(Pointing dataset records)
----------

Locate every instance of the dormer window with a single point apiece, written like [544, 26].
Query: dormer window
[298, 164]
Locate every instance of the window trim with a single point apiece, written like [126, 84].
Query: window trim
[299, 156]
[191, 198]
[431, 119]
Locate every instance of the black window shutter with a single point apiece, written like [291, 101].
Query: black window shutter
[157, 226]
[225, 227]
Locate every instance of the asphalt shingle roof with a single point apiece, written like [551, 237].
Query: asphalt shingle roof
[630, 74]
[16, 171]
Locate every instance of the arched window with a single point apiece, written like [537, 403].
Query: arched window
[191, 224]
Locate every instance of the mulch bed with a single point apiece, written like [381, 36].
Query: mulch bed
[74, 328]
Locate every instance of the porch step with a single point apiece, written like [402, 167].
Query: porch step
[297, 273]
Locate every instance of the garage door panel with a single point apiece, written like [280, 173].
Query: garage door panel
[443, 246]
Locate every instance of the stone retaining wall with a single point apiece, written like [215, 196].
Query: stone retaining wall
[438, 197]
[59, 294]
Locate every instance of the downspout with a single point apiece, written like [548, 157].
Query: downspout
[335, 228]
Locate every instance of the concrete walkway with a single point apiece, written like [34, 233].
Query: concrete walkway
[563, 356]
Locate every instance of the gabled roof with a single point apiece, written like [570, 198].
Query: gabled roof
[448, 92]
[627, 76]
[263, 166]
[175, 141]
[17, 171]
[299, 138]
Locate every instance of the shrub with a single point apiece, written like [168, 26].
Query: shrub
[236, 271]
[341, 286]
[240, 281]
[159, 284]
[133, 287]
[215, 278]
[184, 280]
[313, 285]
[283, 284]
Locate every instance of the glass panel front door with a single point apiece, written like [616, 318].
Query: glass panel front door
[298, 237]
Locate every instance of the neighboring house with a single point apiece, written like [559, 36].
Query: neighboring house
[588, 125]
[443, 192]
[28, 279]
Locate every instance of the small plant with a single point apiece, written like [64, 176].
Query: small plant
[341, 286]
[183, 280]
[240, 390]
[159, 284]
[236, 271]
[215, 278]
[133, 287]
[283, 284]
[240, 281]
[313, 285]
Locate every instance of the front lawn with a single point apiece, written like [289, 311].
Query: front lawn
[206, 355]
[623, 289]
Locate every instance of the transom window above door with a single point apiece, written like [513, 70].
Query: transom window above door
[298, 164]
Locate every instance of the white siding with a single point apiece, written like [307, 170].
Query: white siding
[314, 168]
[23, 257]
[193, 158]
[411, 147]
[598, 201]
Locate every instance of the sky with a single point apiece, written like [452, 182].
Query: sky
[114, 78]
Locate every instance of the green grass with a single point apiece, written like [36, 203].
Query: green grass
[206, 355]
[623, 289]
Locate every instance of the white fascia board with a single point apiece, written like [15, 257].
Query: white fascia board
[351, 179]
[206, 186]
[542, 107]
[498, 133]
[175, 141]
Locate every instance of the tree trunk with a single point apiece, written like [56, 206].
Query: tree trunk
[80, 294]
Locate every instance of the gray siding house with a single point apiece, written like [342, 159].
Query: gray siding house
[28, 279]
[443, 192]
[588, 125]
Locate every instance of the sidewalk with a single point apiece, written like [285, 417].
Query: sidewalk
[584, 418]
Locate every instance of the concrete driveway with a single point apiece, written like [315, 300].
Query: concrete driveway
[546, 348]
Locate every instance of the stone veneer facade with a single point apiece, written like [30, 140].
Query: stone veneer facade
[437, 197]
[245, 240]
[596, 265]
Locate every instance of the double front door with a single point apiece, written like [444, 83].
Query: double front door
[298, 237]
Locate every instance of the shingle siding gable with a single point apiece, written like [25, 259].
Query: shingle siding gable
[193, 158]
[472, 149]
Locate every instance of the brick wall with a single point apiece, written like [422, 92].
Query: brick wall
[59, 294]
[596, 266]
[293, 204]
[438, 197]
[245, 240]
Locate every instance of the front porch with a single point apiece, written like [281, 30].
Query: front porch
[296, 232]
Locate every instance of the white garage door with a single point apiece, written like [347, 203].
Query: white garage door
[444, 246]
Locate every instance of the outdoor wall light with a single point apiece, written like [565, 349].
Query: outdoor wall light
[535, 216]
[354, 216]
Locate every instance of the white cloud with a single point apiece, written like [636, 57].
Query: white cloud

----------

* _WHAT NEEDS TO BE DONE_:
Repeat each record in full; every line must match exactly.

* _SOLUTION FOR THIS PROBLEM_:
Locate every instance of the dormer window with a single point apiece, written like [544, 26].
Query: dormer window
[298, 164]
Locate every instance of the window trim with a single point apiece, written like [126, 84].
Query: window trim
[299, 156]
[191, 198]
[431, 119]
Locate every instance of the black window shutter with a single point apiece, written like [291, 101].
Query: black window shutter
[157, 226]
[225, 227]
Locate every instance of the asphalt shingle roof with a single point apiece, written like [551, 237].
Query: asphalt shingle roof
[630, 74]
[16, 171]
Locate every instance of the arched window with a single point apiece, written like [537, 403].
Query: arched window
[191, 224]
Locate every instance of the mulch bed with a single point apiece, written like [381, 36].
Query: mulch bed
[74, 328]
Locate every instance of the porch step with a single point apiece, written like [402, 167].
Query: porch step
[297, 273]
Locate every instance of the garage door panel with a single point apiece, written like [280, 173].
Query: garage door panel
[443, 246]
Locate every instance of the stone retaining wall with a single point apiece, written like [215, 196].
Query: stone retaining wall
[438, 197]
[59, 294]
Locate every instance of the downspout with a single point apiece, written like [548, 157].
Query: downspout
[335, 228]
Locate every instance of the concrete walkway with a single point apiece, written like [34, 233].
Query: concrete walkway
[563, 356]
Locate every instance of the gabled roof with a single point apiece, written like [570, 198].
Query: gabled roof
[448, 92]
[627, 76]
[263, 166]
[175, 141]
[17, 171]
[299, 138]
Locate every instance of the shrub with a single point apiece, written like [168, 26].
Query: shrub
[236, 271]
[341, 286]
[240, 281]
[159, 284]
[133, 287]
[215, 278]
[184, 280]
[313, 285]
[283, 284]
Locate every instance of the glass panel front door with a single point apiece, written like [616, 318].
Query: glass panel front door
[298, 237]
Locate every instance of the neighboring house with a single point apiece, written like [559, 36].
Query: neighboring house
[588, 125]
[443, 192]
[28, 279]
Locate every instance of the small plant with a single point apiece, written like [64, 176].
Query: small plant
[341, 286]
[183, 280]
[240, 390]
[159, 284]
[236, 271]
[215, 278]
[133, 287]
[283, 284]
[240, 281]
[313, 285]
Locate every instance of the front lawn with a single point apiece, written like [289, 311].
Query: front lawn
[206, 355]
[623, 289]
Locate every instance of the transom window above door with a single point apiece, written like [513, 70].
Query: transom window above door
[298, 164]
Locate every instance of the white siding with a single point apiece, written like [307, 170].
Query: white siding
[314, 168]
[23, 257]
[193, 158]
[411, 147]
[598, 201]
Locate every instance of the sky with a single point apiece, written like [452, 182].
Query: sky
[114, 78]
Locate every instance of the green grass with a single point apiece, written like [36, 203].
Query: green grass
[206, 355]
[623, 289]
Locate every instance of the white fascia board with a single point apiece, written like [15, 257].
Query: white fascia board
[351, 179]
[206, 186]
[542, 107]
[498, 133]
[175, 141]
Locate every instance of the tree trunk with a single point apiece, written like [56, 206].
Query: tree trunk
[80, 294]
Locate every instance of the gray siding house with a single point apiece, written like [342, 159].
Query: gray siding house
[28, 279]
[443, 192]
[588, 125]
Locate every instance of the sidewalk with a single point apiece, written like [285, 417].
Query: sidewalk
[584, 418]
Locate every instance of the concrete driveway with a single point apiece, written like [315, 300].
Query: concrete driveway
[546, 348]
Locate every instance of the stone veneer facade with a single point apiece, written like [30, 140].
Query: stone veneer facade
[437, 197]
[245, 240]
[596, 265]
Locate every instance of the double front door with a single point apiece, written like [444, 83].
Query: double front door
[298, 237]
Locate every instance of the shingle siding gable with a single point apiece, written like [25, 259].
Query: shingle siding gable
[193, 158]
[472, 149]
Locate every instance of the brick wall with a single point apiece, written like [422, 92].
Query: brick wall
[59, 294]
[596, 266]
[293, 204]
[438, 197]
[245, 240]
Locate every instance of the front porch with a single point apiece, written like [281, 30].
Query: front porch
[296, 232]
Locate every instance of the white garage door with a single point apiece, written like [347, 203].
Query: white garage door
[444, 246]
Locate every instance of the outdoor wall light with a single point apiece, written like [565, 349].
Query: outdoor wall light
[535, 216]
[354, 216]
Locate every instance of the white cloud with a single point apiece, written like [636, 57].
Query: white cloud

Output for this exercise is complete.